• **Material provided**:

···

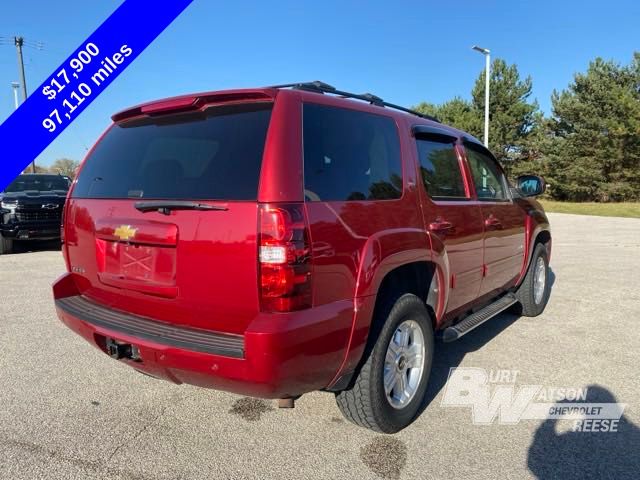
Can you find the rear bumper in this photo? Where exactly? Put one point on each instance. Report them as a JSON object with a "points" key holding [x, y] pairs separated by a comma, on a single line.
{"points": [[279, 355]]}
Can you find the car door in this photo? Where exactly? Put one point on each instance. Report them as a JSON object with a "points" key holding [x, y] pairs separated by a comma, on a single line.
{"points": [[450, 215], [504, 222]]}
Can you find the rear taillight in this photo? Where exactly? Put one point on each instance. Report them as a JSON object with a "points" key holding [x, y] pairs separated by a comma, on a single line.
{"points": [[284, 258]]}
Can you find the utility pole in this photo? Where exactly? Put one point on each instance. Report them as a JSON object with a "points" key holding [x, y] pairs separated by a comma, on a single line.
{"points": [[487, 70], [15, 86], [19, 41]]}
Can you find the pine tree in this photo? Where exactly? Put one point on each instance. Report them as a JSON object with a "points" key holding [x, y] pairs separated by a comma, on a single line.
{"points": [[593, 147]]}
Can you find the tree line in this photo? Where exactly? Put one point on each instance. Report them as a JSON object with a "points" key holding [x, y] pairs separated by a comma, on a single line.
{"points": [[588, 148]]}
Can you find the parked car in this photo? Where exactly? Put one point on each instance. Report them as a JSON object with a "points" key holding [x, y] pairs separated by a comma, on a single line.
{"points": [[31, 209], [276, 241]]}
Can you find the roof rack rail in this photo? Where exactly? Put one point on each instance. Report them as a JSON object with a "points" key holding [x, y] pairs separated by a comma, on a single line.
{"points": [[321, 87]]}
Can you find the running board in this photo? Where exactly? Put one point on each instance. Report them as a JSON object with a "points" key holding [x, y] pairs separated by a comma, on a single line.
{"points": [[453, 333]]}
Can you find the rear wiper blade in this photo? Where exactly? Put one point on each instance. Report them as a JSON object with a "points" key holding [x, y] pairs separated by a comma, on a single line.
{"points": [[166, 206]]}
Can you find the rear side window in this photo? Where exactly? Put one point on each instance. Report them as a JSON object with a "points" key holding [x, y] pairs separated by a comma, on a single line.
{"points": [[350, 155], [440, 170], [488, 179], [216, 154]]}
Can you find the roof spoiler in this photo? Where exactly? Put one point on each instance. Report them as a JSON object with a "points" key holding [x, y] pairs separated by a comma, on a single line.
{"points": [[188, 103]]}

···

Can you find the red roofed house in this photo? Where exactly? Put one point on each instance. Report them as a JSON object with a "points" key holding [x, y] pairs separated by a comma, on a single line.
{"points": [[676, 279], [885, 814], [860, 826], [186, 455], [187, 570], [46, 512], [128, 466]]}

···

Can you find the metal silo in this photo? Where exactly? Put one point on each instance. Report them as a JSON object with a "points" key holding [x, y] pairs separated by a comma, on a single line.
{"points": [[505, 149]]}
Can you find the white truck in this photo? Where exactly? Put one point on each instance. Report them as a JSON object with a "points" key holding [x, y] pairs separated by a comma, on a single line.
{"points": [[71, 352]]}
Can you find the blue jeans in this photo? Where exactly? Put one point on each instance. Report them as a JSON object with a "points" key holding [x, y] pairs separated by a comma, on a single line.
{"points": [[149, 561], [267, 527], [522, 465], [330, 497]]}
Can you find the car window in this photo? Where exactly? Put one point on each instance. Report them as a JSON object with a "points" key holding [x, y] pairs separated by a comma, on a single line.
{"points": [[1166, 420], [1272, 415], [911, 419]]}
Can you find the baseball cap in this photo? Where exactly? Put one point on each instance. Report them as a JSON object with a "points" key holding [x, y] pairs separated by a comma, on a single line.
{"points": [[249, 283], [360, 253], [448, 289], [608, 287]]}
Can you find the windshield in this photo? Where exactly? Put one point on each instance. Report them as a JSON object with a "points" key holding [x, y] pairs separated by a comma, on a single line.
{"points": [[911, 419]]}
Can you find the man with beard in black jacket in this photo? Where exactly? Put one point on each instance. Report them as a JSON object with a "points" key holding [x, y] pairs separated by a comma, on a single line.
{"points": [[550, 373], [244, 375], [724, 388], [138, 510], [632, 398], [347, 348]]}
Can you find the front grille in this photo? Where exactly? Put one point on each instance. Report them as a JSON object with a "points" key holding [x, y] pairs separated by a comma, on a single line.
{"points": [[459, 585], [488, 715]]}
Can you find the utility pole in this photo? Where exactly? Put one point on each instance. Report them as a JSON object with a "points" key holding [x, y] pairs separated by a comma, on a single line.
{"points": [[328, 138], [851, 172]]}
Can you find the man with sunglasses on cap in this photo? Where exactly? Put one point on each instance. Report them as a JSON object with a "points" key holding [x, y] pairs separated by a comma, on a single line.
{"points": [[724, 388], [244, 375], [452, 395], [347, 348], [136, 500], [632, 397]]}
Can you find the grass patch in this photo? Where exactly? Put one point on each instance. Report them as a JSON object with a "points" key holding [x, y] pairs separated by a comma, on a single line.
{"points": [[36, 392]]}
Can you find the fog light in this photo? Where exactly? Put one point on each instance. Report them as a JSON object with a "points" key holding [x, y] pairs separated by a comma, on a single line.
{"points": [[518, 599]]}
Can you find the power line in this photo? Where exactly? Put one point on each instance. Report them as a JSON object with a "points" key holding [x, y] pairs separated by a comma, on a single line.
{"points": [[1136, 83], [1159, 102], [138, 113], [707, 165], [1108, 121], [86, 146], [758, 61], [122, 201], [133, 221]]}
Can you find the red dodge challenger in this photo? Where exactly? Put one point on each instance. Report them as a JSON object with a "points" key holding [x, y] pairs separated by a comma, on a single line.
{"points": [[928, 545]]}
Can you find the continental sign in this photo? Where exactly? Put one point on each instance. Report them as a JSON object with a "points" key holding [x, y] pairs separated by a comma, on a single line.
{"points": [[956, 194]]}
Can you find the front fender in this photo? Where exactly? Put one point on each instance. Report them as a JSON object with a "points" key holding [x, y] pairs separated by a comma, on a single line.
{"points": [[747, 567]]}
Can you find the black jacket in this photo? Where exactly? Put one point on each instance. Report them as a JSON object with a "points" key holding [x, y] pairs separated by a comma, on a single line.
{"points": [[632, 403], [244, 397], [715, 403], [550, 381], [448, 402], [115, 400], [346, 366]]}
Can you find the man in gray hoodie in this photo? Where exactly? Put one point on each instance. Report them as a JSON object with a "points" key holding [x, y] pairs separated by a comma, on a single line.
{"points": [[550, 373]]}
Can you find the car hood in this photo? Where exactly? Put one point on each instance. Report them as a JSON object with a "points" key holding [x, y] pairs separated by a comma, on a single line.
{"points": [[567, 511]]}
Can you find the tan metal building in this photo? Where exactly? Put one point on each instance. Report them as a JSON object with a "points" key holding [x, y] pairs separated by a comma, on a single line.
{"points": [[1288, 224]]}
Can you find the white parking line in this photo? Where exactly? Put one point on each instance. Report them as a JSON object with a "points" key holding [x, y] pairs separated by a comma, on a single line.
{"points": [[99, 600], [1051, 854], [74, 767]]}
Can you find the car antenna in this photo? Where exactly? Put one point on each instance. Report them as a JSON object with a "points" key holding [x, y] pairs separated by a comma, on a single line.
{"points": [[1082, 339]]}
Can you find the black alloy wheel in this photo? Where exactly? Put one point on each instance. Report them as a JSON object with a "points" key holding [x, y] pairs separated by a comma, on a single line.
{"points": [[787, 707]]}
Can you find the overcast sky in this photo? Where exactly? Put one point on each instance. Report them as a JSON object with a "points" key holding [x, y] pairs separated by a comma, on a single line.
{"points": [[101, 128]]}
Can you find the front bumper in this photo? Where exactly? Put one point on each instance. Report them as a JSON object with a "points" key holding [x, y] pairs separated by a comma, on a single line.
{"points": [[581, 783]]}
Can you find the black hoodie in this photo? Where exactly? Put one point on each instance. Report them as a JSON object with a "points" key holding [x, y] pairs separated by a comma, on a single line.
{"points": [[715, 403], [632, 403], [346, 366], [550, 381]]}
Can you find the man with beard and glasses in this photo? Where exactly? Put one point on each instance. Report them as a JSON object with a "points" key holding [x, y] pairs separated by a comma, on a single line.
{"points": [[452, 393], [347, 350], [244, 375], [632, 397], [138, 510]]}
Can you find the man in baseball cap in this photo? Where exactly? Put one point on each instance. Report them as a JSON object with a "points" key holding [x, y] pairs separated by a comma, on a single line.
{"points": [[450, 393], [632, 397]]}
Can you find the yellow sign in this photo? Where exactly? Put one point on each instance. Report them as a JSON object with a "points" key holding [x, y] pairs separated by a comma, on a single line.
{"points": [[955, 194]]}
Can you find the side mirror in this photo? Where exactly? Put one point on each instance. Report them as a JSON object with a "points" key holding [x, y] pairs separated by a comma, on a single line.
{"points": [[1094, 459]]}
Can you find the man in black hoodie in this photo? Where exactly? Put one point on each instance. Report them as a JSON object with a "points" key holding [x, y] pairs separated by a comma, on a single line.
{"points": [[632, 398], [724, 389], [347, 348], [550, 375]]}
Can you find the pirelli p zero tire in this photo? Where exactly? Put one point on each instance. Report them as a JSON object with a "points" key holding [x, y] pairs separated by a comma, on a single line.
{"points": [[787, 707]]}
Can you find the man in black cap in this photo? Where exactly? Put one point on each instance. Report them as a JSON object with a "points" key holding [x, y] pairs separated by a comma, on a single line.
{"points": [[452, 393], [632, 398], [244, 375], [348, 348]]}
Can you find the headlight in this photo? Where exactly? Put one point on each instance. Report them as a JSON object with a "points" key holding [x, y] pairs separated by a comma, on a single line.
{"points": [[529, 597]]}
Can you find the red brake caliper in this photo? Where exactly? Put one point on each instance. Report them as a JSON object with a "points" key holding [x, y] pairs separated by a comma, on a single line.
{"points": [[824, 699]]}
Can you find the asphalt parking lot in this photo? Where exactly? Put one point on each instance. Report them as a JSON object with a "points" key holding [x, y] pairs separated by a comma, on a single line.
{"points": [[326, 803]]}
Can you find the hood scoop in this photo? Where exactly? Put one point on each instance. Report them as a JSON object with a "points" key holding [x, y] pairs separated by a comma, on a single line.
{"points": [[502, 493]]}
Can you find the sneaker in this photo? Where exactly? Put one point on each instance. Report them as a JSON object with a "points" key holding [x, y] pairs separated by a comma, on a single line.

···

• **Objective**: Pull out each line of the records containing the word "tree" and copy it in full. Case counts when matching.

• **Exercise response**:
Can you find the pine tree in this photo? Where exactly? Put one point on each instance. Report them as a JSON object with a "points" key holding [x, y] pairs separated by a comma, on a single line.
Can you find the tree line in this photo? Where exactly? Put one point on each instance. Report them as a JSON object with a "points" key holding [x, y] pairs separated by a comma, on a single line.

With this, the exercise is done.